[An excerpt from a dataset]

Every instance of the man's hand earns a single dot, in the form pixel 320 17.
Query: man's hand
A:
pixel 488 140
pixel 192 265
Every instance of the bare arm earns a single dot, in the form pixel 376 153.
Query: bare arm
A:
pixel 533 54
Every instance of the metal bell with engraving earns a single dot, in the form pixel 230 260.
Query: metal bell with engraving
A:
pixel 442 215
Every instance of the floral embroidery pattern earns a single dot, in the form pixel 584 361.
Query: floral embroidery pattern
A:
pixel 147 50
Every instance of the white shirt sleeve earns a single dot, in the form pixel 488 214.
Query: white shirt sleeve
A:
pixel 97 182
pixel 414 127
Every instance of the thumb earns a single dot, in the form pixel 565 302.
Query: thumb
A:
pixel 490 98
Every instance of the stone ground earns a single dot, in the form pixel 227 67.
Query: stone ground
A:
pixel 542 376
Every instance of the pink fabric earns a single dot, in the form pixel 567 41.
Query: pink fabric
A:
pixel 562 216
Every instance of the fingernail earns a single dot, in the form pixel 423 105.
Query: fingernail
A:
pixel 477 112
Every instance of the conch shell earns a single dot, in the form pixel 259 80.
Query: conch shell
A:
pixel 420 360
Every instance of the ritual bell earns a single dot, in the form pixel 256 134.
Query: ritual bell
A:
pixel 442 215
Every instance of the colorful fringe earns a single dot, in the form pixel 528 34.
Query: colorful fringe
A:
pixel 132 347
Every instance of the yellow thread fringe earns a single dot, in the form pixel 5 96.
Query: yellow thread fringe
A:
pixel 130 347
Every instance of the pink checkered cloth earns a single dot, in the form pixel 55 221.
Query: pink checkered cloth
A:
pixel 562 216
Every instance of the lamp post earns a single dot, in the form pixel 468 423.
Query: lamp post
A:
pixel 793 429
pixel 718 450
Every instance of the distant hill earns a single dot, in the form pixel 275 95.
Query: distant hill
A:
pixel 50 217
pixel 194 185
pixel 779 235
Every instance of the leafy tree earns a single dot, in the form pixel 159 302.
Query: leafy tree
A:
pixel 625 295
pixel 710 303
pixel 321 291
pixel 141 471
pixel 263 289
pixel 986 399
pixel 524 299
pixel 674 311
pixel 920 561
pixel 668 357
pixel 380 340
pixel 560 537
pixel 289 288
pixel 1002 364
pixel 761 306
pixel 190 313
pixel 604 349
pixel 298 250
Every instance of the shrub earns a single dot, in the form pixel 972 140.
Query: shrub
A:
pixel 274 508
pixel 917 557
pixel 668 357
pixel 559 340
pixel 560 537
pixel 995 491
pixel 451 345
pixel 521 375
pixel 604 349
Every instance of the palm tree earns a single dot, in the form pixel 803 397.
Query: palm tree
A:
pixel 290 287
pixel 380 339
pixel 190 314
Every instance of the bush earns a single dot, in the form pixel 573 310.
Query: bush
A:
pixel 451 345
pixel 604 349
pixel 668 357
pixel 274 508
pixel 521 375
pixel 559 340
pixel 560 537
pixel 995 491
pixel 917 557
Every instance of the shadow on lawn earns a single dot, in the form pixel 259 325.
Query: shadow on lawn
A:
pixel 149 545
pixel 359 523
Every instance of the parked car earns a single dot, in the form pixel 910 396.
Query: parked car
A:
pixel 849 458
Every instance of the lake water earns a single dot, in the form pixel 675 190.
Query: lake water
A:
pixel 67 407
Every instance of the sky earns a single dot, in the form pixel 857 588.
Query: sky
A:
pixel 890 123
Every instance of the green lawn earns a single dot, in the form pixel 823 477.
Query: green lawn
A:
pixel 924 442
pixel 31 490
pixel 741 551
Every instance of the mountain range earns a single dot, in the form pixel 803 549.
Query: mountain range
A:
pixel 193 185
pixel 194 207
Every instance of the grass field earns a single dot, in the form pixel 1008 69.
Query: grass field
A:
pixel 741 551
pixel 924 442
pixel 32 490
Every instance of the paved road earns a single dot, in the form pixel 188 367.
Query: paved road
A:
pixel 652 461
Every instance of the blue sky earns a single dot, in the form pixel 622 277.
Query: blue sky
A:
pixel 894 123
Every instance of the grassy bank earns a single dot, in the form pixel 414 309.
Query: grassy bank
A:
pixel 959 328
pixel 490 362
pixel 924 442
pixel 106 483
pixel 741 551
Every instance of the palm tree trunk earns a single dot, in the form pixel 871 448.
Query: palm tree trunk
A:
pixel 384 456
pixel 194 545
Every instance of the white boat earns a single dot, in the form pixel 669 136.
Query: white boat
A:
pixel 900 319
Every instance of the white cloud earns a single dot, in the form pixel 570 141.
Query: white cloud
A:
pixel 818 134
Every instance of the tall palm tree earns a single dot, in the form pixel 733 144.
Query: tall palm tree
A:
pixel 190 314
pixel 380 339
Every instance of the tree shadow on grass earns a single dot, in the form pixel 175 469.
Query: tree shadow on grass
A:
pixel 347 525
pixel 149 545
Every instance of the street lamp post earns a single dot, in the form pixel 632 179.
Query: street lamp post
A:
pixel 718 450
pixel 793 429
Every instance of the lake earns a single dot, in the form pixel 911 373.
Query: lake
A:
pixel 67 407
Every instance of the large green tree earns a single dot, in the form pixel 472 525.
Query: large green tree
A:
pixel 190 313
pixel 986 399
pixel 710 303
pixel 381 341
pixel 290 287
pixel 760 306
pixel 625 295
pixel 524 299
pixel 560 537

Required task: Rewrite all of the items above, replacing "earns a single dot" with "gets one point" and leaving everything else unchanged.

Correct result:
Every instance of the man's hand gets one point, in the form pixel 320 17.
Query: man's hand
A:
pixel 488 140
pixel 192 265
Every instance of the bare arm gets one point, in the form pixel 376 153.
Query: bare arm
A:
pixel 533 54
Every instance of the metal bell with engraving gets one point, in the form pixel 230 260.
Query: metal bell with engraving
A:
pixel 442 215
Every instance of the floral embroidery pattern gets one point, in the form pixel 584 361.
Query: floral embroidery pattern
A:
pixel 147 50
Every instance of the white shirt sleeve gets one point, in the form pixel 488 214.
Query: white shirt sleeve
A:
pixel 97 182
pixel 414 127
Every instance of the thumb gets one point, in the form pixel 565 302.
Query: thumb
A:
pixel 490 98
Every instance of the stone ground gets one point, in the form pixel 227 67.
Query: stone ground
A:
pixel 542 376
Every instance of the pink fabric gets one point, in the form pixel 567 41.
Query: pink fabric
A:
pixel 562 216
Every instance of the fingernail gets one point, in the form pixel 423 105.
Query: fingernail
A:
pixel 477 112
Every instance of the conch shell gets one point, in the form pixel 259 80.
Query: conch shell
A:
pixel 420 360
Every instance of the ritual bell gets one point, in the form pixel 256 134.
Query: ritual bell
A:
pixel 442 215
Every instance of the colorful fringe gets one point, in the form pixel 528 34.
Query: colorful fringe
A:
pixel 132 347
Every instance of the yellow thread fringe gets one point, in the form pixel 5 96.
Query: yellow thread fringe
A:
pixel 130 347
Every instance of the pink checkered cloth gets one point, in the form pixel 55 221.
Query: pink checkered cloth
A:
pixel 562 216
Every instance of the lamp post gets one point, in the form pixel 468 423.
Query: lamp post
A:
pixel 793 429
pixel 718 450
Every instance of the distant hill gets one point, in the form pixel 275 95.
Query: distant hill
A:
pixel 50 217
pixel 194 185
pixel 779 235
Every instance of the leafy tree gets one point, in the form pixel 159 302.
Query: leafy tree
A:
pixel 625 295
pixel 710 303
pixel 321 291
pixel 141 471
pixel 263 289
pixel 986 399
pixel 524 299
pixel 674 311
pixel 920 561
pixel 668 357
pixel 380 340
pixel 560 537
pixel 289 288
pixel 1002 364
pixel 761 306
pixel 190 313
pixel 604 349
pixel 298 250
Every instance of the shrub gets one point, in the form pixel 972 140.
Query: shrub
A:
pixel 274 508
pixel 917 557
pixel 668 357
pixel 559 340
pixel 560 537
pixel 995 491
pixel 451 345
pixel 521 375
pixel 604 349
Every instance of the palm tree gets one point, in the form pixel 803 397.
Query: palm tree
A:
pixel 290 287
pixel 380 339
pixel 190 314
Every instance of the bush gets one point, in the form pixel 573 310.
Query: bush
A:
pixel 451 345
pixel 604 349
pixel 668 357
pixel 274 508
pixel 521 375
pixel 559 340
pixel 560 537
pixel 995 491
pixel 917 557
Every instance of the shadow on lawn gets one point, in the form pixel 259 325.
Query: shadow on lawn
A:
pixel 149 545
pixel 359 523
Every instance of the parked car gets one point, in the form pixel 910 396.
Query: parked car
A:
pixel 849 458
Every instance of the lake water gets one point, in the form pixel 675 190.
Query: lake water
A:
pixel 67 407
Every instance of the sky gets one point, in the form pixel 857 588.
Query: sky
A:
pixel 890 123
Every instance of the green lawn gets one point, in the form pixel 823 477.
Query: green lawn
A:
pixel 924 442
pixel 31 490
pixel 741 551
Every instance of the mountain range gets one point, in the form pixel 803 549.
Query: mountain range
A:
pixel 193 185
pixel 194 207
Every instance of the grass field gets one point, in the form pixel 1008 69.
Query: grass field
A:
pixel 741 551
pixel 924 442
pixel 32 490
Every instance of the paved road gets one point, in the form pixel 188 367.
Query: paved road
A:
pixel 652 461
Every instance of the blue sky gets one point, in the form pixel 622 277.
Query: blue sky
A:
pixel 894 123
Every instance of the grassy bank gets one point, in the form pixel 414 309.
Query: grassy bank
A:
pixel 959 328
pixel 490 362
pixel 924 442
pixel 106 483
pixel 741 551
Every instance of the palm tree trunk gets one point, in the form pixel 871 448.
Query: palm tree trunk
A:
pixel 384 456
pixel 194 545
Every instance of the white boat gets one point, in the form pixel 669 136.
Query: white boat
A:
pixel 900 319
Every instance of the white cloud gets one point, in the form pixel 570 141.
Query: white cloud
A:
pixel 818 134
Every instance of the tall palm tree gets one point, in the form pixel 733 144.
Query: tall palm tree
A:
pixel 190 314
pixel 380 339
Every instance of the tree shadow on grass gets one point, in the form pixel 175 469.
Query: tree shadow on grass
A:
pixel 347 525
pixel 149 545
Every instance of the street lamp post gets one point, in the form pixel 632 179.
Query: street lamp post
A:
pixel 718 450
pixel 793 429
Every instance of the lake gets one point, in the form pixel 911 373.
Query: lake
A:
pixel 67 407
Every instance of the large green tree gets one point, in the form pixel 472 525.
Query: large green tree
A:
pixel 190 313
pixel 986 399
pixel 710 303
pixel 381 341
pixel 290 287
pixel 760 306
pixel 625 295
pixel 524 299
pixel 560 537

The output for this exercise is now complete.